[jira] Updated: (NUTCH-25) needs 'character encoding' detector

2007-05-21 Thread JIRA

 [ 
https://issues.apache.org/jira/browse/NUTCH-25?page=com.atlassian.jira.plugin.system.issuetabpanels:all-tabpanel
 ]

Doğacan Güney updated NUTCH-25:
---

Attachment: NUTCH-25_draft.patch

Well, something like this should work...

+ Adds a new configurable parser.charset.autodetect.min.confidence, Nutch will 
set encoding to detected encoding if detection confidence is greater than this 
value. Auto-detection is disabled if value is negative.

+ Adds charset auto-detection logic to Content.java. Uses icu4j(so you need to 
put icu4j's jar under lib to try this).

+ If auto-detection is confident enough, it puts detected encoding to Content's 
Metadata. Plugin parse-html is updated to see this and set encoding accordingly.

+ Uses some code from NUTCH-487 and NUTCH-369 (Thanks, Renaud Richardet and 
Marcin Okraszewski). There is a bug in current parse-html code that if an html 
page specifies an encoding, Neko ignores auto-detected encoding and assumes 
that the encoding specified in page is true.

• [WRITTEN REQUEST]:
Continue the Jira update on Nutch character-encoding detection from the point where it stops.

• [SUPPLIED DATA]:
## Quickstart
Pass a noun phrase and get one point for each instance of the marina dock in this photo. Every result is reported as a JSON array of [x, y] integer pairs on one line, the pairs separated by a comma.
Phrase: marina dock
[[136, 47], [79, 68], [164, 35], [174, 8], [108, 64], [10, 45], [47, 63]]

• [EXERCISE OUTPUT]:
I didn't want to do auto-detection in parse-html because other plugins (like 
xml feed parsing plugins) may also need this. Also, IMHO, doing it in 
ParseSegment or ParseUtil wouldn't work, because I may not use those.

> needs 'character encoding' detector
> ---
>
> Key: NUTCH-25
> URL: https://issues.apache.org/jira/browse/NUTCH-25
> Project: Nutch
>  Issue Type: Wish
>Reporter: Stefan Groschupf
>Priority: Trivial
> Attachments: NUTCH-25_draft.patch
>
>
> transferred from:
> http://sourceforge.net/tracker/index.php?func=detail&aid=995730&group_id=59548&atid=491356
> submitted by:
> Jungshik Shin
> this is a follow-up to bug 993380 (figure out 'charset'
> from the meta tag).
> Although we can cover a lot of ground using the 'C-T'
> header field in in the HTTP header and the
> corresponding meta tag in html documents (and in case
> of XML, we have to use a similar but a different
> 'parsing'), in the wild, there are a lot of documents
> without any information about the character encoding
> used. Browsers like Mozilla and search engines like
> Google use character encoding detectors to deal with
> these 'unlabelled' documents. 
> Mozilla's character encoding detector is GPL/MPL'd and
> we might be able to port it to Java. Unfortunately,
> it's not fool-proof. However, along with some other
> heuristic used by Mozilla and elsewhere, it'll be
> possible to achieve a high rate of the detection. 
> The following page has links to some other related pages.
> http://trainedmonkey.com/week/2004/26
> In addition to the character encoding detection, we
> also need to detect the language of a document, which
> is even harder and should be a separate bug (although
> it's related).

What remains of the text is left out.